Exercise details: Please copy out the transcript below, starting with "I grew up with" and going on through "so a blessing.", and swap "blessing" for "approval" everywhere it occurs.
::: Extract to read
Okay, so now Charlie convinced me why you're even considering still being her friend
because you painted a very clear picture of like, hey, listen, I don't know.
I grew up with this person.
We were friends.
Maybe it's just time not to be anymore.
I'm like, is there a dilemma or are you just looking for our blessing?
Not so a blessing.
It is to me still a dilemma
just because she is like really my only best friend right now.
Like just since high school,
I've grown apart from a lot of people
and all of my new close friends
are a lot of like my boyfriend's girlfriends
and like they're my friends and I don't dismiss that.
But besides her, I don't really have like that girl best friend that I can like go to for everything and like if I
do need her she's there like she's a good friend in most cases I wasn't really having the biggest
dilemma until I found out about the whole proposal thing like that was like two days ago that my
boyfriend told me and I was just so angry because I was like that's just a really mean thing to say not that I even
think we'd get engaged but we don't need to like if we want to completely overstepping her yeah so
it's more so like I don't know if this is a conversation that I need to have of her or is
this more something that it's like it's done I shouldn't be her friend because the thing is
I am in her bridal party so it's not like a friendship that I can just kind of like let sizzle out it would have to be a conversation at one point being like I'm not going
to be your bridesmaid like I'm just not in your life and I just I don't know what the best route
is because I haven't actually had to like deal with like a friend falling out like this before
I guess so so if I'm understanding you the biggest like hang up is
the history you guys have
and the desire to have
you're kind of like one ride or die friend
do you have any sisters or brothers
I have two older sisters yeah
not as close I mean I have a lot of siblings
I'm not like
my middle sister and I are very
close my older sister like we're close
but she's got issues too.
::::::
::: Listing
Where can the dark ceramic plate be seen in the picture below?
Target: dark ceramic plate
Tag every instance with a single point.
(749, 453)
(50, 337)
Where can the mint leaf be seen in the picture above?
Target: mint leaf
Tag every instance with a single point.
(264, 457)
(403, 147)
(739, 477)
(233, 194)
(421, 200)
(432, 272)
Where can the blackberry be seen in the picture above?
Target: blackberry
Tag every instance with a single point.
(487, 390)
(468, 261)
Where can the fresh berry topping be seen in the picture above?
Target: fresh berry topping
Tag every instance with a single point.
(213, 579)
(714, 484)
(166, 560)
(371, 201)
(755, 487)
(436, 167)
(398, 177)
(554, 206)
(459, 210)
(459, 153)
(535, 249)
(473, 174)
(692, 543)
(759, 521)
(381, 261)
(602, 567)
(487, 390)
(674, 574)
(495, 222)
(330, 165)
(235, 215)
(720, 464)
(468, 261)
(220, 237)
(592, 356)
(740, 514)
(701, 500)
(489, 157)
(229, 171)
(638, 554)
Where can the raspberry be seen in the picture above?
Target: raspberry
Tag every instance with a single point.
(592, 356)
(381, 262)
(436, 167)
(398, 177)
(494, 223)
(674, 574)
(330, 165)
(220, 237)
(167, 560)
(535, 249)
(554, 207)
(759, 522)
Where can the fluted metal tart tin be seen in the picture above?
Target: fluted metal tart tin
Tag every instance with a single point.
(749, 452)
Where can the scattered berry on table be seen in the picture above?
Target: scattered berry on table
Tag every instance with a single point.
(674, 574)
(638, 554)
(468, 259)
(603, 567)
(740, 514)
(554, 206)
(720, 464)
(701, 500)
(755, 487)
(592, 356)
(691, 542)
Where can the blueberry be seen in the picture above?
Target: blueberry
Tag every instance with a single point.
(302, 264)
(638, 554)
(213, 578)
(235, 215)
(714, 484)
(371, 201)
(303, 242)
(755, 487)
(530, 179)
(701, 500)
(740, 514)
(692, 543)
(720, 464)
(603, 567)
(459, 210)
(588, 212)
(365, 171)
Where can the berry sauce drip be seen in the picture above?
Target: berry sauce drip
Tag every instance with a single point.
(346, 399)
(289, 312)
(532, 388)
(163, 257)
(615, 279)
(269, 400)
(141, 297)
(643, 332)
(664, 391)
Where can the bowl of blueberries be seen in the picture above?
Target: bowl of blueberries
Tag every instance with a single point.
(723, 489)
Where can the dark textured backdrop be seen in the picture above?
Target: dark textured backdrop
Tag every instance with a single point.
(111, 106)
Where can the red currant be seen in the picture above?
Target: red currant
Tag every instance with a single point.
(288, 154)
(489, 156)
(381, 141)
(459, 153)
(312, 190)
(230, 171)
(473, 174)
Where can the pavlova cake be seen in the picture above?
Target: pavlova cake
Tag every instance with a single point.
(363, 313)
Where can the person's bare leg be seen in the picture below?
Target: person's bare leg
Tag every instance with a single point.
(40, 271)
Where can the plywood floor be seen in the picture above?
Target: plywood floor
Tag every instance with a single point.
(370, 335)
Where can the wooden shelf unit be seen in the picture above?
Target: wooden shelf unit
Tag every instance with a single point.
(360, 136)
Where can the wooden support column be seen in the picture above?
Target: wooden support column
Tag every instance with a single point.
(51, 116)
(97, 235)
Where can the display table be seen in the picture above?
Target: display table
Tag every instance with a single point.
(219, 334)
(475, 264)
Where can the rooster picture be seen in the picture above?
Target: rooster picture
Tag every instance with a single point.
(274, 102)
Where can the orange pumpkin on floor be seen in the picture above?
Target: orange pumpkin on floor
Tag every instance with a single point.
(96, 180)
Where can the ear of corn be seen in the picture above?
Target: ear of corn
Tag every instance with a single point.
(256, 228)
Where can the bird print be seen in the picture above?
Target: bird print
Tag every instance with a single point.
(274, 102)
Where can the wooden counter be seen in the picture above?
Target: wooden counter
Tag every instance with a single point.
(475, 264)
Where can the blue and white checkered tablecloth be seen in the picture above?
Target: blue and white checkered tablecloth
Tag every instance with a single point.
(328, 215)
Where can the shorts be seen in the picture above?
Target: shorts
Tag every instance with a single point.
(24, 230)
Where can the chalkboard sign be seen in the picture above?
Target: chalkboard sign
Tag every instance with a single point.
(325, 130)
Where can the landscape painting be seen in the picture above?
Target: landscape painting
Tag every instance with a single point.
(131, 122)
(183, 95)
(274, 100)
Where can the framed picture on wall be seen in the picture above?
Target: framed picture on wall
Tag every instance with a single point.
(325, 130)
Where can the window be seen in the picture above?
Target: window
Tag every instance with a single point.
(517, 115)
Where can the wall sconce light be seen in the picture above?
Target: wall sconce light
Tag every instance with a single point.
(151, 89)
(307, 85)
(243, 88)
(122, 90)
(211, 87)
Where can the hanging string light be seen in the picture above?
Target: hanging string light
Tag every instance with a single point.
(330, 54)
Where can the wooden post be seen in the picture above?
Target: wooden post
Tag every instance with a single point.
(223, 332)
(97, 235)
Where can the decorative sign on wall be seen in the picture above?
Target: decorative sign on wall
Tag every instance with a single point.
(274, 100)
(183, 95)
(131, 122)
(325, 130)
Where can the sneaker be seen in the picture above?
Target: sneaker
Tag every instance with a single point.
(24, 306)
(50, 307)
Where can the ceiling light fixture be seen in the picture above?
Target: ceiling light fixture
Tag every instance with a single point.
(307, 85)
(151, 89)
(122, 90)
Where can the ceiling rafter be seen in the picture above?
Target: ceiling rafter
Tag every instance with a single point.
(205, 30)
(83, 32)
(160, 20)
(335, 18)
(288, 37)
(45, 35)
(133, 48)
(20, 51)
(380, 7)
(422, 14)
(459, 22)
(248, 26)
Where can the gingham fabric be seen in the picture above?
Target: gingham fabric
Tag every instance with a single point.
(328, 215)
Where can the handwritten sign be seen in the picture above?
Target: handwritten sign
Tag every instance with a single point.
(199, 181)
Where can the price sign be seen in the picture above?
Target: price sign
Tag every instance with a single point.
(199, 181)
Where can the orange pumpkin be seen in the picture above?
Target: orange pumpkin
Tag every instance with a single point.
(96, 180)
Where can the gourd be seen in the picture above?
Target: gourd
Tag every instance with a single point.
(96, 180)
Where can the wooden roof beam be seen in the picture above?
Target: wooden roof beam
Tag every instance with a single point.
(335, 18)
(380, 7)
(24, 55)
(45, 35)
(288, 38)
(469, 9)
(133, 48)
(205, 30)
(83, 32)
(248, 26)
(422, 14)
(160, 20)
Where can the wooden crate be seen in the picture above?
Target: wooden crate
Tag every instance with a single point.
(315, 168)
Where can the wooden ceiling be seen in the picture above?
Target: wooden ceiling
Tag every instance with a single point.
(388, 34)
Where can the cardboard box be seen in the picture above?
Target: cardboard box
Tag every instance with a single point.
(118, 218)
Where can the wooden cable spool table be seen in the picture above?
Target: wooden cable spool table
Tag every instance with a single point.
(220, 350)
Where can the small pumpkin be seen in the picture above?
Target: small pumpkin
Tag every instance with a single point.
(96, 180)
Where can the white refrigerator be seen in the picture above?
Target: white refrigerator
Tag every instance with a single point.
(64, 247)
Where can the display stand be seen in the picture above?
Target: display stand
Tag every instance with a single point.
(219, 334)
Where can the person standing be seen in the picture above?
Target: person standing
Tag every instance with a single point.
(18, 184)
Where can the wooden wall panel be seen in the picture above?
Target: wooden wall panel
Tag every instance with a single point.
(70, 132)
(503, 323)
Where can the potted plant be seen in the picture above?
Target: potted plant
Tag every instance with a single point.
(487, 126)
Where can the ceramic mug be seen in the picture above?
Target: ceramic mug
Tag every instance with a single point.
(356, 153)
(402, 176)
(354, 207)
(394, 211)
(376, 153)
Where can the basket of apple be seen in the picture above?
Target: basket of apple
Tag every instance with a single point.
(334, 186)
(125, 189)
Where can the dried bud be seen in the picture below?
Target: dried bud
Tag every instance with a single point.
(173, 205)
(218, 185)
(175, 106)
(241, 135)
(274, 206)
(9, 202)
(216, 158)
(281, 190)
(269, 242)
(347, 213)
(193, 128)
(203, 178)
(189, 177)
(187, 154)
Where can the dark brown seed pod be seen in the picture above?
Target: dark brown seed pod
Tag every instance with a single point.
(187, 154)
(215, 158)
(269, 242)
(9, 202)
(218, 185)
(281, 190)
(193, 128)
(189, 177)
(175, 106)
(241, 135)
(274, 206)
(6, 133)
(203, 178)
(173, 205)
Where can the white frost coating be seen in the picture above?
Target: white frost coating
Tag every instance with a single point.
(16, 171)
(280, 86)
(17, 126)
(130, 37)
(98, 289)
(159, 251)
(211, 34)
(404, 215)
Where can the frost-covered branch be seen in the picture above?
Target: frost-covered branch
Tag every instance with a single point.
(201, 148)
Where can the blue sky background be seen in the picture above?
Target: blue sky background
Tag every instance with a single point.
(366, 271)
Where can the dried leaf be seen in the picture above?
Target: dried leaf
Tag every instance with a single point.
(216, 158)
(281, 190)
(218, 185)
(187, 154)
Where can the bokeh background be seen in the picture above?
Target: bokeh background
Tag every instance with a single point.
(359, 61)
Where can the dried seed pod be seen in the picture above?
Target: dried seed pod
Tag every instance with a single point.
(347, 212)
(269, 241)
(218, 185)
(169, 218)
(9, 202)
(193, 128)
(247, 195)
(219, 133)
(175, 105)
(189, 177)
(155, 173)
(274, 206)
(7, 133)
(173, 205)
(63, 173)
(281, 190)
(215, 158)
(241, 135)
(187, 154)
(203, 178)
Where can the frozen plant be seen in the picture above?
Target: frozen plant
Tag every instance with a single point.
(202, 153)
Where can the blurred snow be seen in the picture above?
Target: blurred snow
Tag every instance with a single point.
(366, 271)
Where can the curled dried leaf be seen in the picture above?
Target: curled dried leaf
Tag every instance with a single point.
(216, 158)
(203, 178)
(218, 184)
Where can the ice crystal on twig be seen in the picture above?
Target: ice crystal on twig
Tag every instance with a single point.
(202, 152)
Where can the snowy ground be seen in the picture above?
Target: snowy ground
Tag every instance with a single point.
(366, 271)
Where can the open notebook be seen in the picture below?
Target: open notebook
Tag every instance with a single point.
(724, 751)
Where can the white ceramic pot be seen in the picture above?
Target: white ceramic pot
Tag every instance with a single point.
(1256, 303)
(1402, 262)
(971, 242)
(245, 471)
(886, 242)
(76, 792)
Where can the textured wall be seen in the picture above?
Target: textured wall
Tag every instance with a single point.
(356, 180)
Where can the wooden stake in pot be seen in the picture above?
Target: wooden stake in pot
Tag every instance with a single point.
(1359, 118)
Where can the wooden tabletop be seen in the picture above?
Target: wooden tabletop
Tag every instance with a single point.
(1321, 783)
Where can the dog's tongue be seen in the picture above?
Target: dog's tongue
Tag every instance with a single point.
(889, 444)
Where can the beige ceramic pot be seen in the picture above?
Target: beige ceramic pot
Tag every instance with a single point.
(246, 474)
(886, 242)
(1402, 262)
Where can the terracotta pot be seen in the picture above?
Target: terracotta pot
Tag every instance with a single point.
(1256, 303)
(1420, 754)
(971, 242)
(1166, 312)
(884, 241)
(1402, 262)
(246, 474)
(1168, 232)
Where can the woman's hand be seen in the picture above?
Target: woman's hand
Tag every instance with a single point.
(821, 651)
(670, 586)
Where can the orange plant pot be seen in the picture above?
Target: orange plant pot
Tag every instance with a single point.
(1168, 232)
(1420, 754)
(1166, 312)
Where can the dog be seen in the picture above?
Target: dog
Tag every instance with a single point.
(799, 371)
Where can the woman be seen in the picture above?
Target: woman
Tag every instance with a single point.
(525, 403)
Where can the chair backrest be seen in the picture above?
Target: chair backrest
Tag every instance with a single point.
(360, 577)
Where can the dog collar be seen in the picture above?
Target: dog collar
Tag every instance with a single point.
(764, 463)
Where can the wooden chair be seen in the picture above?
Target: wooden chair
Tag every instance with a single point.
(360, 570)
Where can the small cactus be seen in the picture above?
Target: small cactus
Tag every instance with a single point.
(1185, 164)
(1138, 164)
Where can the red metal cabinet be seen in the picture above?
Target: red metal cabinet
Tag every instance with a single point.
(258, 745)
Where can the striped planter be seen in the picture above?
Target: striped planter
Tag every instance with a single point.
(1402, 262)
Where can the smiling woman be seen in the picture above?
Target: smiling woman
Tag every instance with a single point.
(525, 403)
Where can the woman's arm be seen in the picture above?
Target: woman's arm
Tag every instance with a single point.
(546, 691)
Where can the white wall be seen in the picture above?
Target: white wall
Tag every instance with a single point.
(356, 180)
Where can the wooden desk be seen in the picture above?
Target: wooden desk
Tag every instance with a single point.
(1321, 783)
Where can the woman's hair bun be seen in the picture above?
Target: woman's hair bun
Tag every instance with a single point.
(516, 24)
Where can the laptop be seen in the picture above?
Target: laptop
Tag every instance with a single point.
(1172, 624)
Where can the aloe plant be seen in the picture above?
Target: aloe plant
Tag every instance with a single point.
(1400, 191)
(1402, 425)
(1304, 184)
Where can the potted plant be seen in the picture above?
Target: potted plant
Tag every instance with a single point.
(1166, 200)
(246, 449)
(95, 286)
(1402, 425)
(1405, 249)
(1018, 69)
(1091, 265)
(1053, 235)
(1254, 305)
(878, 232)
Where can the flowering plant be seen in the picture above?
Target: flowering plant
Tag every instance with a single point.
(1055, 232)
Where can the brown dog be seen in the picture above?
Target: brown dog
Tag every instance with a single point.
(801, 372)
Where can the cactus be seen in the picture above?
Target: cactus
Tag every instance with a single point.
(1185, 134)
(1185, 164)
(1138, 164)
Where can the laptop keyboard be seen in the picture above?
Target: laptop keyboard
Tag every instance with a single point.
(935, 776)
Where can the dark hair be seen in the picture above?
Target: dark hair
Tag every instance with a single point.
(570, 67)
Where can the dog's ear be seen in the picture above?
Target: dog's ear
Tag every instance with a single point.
::::::
Solution to this problem:
I grew up with this person.
We were friends.
Maybe it's just time not to be anymore.
I'm like, is there a dilemma or are you just looking for our approval?
Not so a approval.